Directions:
Repeat every entry in the listing below, exactly.

Material for this task:

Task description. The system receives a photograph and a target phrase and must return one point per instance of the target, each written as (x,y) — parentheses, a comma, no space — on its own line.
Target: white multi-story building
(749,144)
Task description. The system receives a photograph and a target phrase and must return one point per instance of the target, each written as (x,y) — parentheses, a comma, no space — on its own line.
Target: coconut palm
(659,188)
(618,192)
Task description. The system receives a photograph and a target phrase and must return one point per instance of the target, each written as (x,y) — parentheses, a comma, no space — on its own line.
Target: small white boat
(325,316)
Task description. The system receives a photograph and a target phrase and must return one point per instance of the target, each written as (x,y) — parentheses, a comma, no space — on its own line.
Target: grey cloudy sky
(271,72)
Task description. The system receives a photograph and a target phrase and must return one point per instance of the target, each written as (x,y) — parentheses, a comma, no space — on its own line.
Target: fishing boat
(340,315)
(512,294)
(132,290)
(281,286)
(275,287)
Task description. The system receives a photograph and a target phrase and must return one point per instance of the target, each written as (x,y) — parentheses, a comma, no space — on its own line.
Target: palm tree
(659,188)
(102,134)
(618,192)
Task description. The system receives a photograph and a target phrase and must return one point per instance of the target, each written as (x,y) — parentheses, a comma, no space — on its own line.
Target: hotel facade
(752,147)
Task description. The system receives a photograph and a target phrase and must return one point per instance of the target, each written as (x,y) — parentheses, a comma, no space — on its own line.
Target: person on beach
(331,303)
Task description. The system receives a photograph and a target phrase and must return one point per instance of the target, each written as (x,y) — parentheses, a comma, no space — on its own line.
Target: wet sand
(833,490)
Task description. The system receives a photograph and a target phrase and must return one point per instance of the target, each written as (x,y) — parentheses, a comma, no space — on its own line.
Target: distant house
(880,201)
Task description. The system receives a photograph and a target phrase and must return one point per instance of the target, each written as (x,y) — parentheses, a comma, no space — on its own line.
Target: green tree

Problem solution:
Task description. The system receives a photograph and a target phrase and must return one point per instance of the target, each written as (x,y) — parentheses, a comma, no space — on its own line.
Target: white multi-story building
(749,144)
Task description. The system receives a photograph and a target phrase and must return one point per instance of the target, each written as (x,y) — parentheses, a comma, no space — on its own line.
Target: coconut palm
(659,188)
(618,192)
Task description. The system receives a photograph and a target phrase and must return one point per instance of the target, each written as (x,y) — parentheses, a comma, no space — on its own line.
Target: small white boat
(325,316)
Task description. The system receives a photograph and a target phrase and must return one point per instance of the target, each written as (x,y) — parentheses, a comma, no space — on its own line.
Target: grey cloudy sky
(271,72)
Task description. The system receives a photograph and a target phrase and must return one point per instance of the target, each written as (x,y) — parentheses, a comma, no space — on its own line.
Target: fishing boat
(340,315)
(512,294)
(132,290)
(281,286)
(275,287)
Task description. The system receives a photograph and a target phrase and must return one point per instance of the target, each written as (x,y) — parentheses, a comma, no space — on its own line.
Target: palm tree
(659,188)
(102,134)
(618,192)
Task description. The system receives a photograph and a target phrase and must return one point per instance of the target, each written as (x,y) — parentheses, a comma, no space — on its own line.
Target: hotel facade
(752,147)
Task description. The system receives a photograph and a target phrase and must return one point per instance of the target, each written as (x,y) — parentheses, a comma, no space — on its own line.
Target: person on beach
(331,303)
Task description. The system receives a photograph and a target phrase and must return one point per instance of the target, each written as (x,y) — parentheses, a comma, no space — on its own line.
Target: wet sand
(833,490)
Task description. The system receives a photograph and a target phrase and must return one point per instance of the target, each written as (x,y) — parentheses, a comma, no space — on its own line.
Target: distant house
(880,201)
Task description. The system receives a photograph and a target phrase and must return one point per instance of the target, each written as (x,y) — parentheses, a comma, no space — on its own line.
Target: green tree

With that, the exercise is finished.